* **Задание A**
Перепечатайте из текста о лжепророчествах и богохульстве отрывок от «На этом перечень» до «чтецы – богохульные чародеи.» включительно.

* **Текст для чтения**
......
По части косвенного богохуления проходили лжепророчества и религиозные самозванства, содержавшие богомерзкие речи и объявления ложных чудес. Одно из первых документальных упоминаний подобных речей находим в «Стоглаве» – сборнике решений Стоглавого собора 1551 года: «Да по погостам и по селом ходят лживые пророки – мужики и жонки, и девки, и старыя бабы, наги и босы, и, волосы отрастив и распустя, трясутся, и убиваются, и сказывают, что им являются святыя Пятница и Настасия и велят им заповедати християном каноны завечати. Они же заповедают в среду и в пяток ручнаго дела не делати, и женам не прясти, и платия не мыти, и камения не разжигати…»
Василий Перов «Юродивая, окруженная странницами», 1872, бумага, карандаш
Самозванцы от Христа нередко прикидывались юродивыми, вызывая доверие и даже почитание в народе. Случалось и так, что лжепророчества распространялись невежественными странниками, которые перетолковывали на свой лад, а то и вовсе перевирали все где-либо увиденное и услышанное. Наконец, находились пройдохи и хитрованы, злоумышленно распространявшие кощунственную молву.
Лжепророчества фиксировались регулярно и имели немалый резонанс. Так, в 1720 году изобретательный новгородский дьячок Василий Ефимов тайно пробрался ночью в храм, зажег свечи перед иконами, воскурил заботливо припасенный росный ладан, покропил вокруг святой водой – и возгласил ложное чудо. Дескать, видел он над церковью святые лучи и слышал в церкви пение «Радуйся, Невесто Невестная». А еще издали слышал глас «Владычице, приими раб Своих». Затем горе-волшебник сознался в «богопротивном притворе» и был отправлен на костер. Приговор Юстиц-коллегии гласил: «Вместо славы нанес хулу имени Божию».
В 1722 году царь Петр велел наказывать распространителей ложных чудес вырыванием ноздрей и вечной ссылкой на галеры. Указом Анны Иоанновны 1731 года вновь вернулись к сожжению, но на практике наказание часто ограничивалось плетьми и монастырской ссылкой. Свод Законов Уголовных 1832 года предписывал за разглашение ложных чудес священниками лишать их всех прав состояния и ссылать на поселение.
На этом перечень «богохульных дел» не исчерпывался. Оскорблением Бога считались также «оговорки» духовных лиц при совершении церковных служб, а иногда даже претензии к нестройному пению или неразборчивому чтению церковных текстов. Среди таких преступников оказался купец Федор Четчуев, наказанный плетьми за слова о том, что Херувимскую в монастыре пели «по-бесовски». В богохульники записали и крестьянина Ивана Липу, который вернулся из храма и пожаловался соседке: «в церкви пели, аки собаки лаяли». Соседка донесла – Липу осудили.
Хулой на Бога признавали и т. н. отреченные писания – колдовские заговоры с упоминанием христианских святынь наравне с бесовскими силами. Сюда же относили апокрифы и сочинения раскольников. В «доношениях», следственных делах и судебных протоколах подобные тексты часто так и назывались – богохульные речи, а их авторы и чтецы – богохульные чародеи.
......
* **Предоставленные материалы**
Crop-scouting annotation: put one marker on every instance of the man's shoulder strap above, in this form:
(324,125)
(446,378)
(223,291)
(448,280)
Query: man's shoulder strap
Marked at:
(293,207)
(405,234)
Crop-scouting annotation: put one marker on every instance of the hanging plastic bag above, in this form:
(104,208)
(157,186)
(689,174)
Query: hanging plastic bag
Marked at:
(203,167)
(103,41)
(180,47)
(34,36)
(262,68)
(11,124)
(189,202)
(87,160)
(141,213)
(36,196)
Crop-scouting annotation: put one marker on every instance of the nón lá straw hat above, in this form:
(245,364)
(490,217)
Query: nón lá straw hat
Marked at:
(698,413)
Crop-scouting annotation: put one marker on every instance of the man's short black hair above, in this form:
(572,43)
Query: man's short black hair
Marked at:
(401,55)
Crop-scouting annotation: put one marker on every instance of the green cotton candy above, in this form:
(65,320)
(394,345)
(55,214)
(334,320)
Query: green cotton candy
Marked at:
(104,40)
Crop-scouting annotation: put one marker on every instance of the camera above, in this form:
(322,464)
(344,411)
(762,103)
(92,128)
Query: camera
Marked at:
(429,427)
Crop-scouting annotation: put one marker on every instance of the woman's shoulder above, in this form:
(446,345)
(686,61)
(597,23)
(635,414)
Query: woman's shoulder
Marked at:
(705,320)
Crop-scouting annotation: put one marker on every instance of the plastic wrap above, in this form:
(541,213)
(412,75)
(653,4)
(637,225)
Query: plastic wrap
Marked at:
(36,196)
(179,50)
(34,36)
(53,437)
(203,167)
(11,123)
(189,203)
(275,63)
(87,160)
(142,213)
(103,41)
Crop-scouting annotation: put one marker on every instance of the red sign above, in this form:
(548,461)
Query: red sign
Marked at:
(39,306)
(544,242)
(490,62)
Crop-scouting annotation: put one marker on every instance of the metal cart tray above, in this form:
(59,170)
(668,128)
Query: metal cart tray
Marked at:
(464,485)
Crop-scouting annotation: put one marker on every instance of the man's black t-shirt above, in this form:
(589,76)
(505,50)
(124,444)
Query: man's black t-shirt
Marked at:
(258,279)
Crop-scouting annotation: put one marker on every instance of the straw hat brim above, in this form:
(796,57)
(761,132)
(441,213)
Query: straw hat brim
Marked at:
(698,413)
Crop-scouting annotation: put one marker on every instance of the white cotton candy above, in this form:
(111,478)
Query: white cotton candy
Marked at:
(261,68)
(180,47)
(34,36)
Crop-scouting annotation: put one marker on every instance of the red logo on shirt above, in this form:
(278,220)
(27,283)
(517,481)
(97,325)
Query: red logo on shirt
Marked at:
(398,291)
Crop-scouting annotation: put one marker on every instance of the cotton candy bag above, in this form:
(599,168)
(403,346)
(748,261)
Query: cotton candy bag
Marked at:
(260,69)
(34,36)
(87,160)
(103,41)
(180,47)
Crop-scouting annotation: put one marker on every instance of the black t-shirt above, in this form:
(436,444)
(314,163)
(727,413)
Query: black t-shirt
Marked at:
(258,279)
......
* **Задание B**
Подсчитайте, сколько строк в записях содержат слово «green», и укажите только это число.

* **Результат выполнения A**
На этом перечень «богохульных дел» не исчерпывался. Оскорблением Бога считались также «оговорки» духовных лиц при совершении церковных служб, а иногда даже претензии к нестройному пению или неразборчивому чтению церковных текстов. Среди таких преступников оказался купец Федор Четчуев, наказанный плетьми за слова о том, что Херувимскую в монастыре пели «по-бесовски». В богохульники записали и крестьянина Ивана Липу, который вернулся из храма и пожаловался соседке: «в церкви пели, аки собаки лаяли». Соседка донесла – Липу осудили.
Хулой на Бога признавали и т. н. отреченные писания – колдовские заговоры с упоминанием христианских святынь наравне с бесовскими силами. Сюда же относили апокрифы и сочинения раскольников. В «доношениях», следственных делах и судебных протоколах подобные тексты часто так и назывались – богохульные речи, а их авторы и чтецы – богохульные чародеи.

* **Результат выполнения B**
2